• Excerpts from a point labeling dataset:
::::::

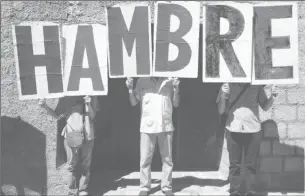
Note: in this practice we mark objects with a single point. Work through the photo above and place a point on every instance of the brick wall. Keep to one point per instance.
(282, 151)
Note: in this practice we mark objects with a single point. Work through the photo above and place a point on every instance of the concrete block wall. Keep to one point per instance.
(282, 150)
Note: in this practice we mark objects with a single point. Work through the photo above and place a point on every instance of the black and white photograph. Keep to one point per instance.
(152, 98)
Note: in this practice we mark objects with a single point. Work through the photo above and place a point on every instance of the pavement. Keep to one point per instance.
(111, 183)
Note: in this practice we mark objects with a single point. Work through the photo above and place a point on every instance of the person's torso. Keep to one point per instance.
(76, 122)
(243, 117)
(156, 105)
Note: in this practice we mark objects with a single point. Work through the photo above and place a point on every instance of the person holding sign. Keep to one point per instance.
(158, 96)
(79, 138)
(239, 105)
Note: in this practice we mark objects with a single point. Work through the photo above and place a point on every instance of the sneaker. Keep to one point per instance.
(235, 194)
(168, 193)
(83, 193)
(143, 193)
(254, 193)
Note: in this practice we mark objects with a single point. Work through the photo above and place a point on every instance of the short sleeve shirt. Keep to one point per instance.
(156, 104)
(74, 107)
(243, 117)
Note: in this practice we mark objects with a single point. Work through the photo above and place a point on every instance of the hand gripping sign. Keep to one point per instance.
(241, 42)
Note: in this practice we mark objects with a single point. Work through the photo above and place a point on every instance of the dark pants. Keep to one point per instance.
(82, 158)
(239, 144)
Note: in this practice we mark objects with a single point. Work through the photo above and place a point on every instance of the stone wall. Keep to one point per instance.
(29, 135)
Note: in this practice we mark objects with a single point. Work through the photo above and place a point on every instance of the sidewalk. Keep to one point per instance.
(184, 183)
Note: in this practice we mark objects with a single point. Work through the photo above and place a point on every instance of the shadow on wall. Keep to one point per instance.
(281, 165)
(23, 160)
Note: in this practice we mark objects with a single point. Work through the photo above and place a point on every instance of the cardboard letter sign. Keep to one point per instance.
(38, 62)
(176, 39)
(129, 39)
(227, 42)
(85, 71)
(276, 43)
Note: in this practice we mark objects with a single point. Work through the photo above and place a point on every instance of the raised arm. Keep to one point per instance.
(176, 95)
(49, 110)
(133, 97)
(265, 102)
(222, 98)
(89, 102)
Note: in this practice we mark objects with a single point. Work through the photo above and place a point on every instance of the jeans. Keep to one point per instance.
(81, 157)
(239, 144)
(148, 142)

::::::

Copy out, word for word, the lines from the one containing "jeans. Keep to one point per instance." through the end of the items above.

Note: in this practice we mark objects with a single point. Work through the photo above and place a point on every instance of the jeans. Keep to one point per instance.
(81, 157)
(239, 144)
(148, 142)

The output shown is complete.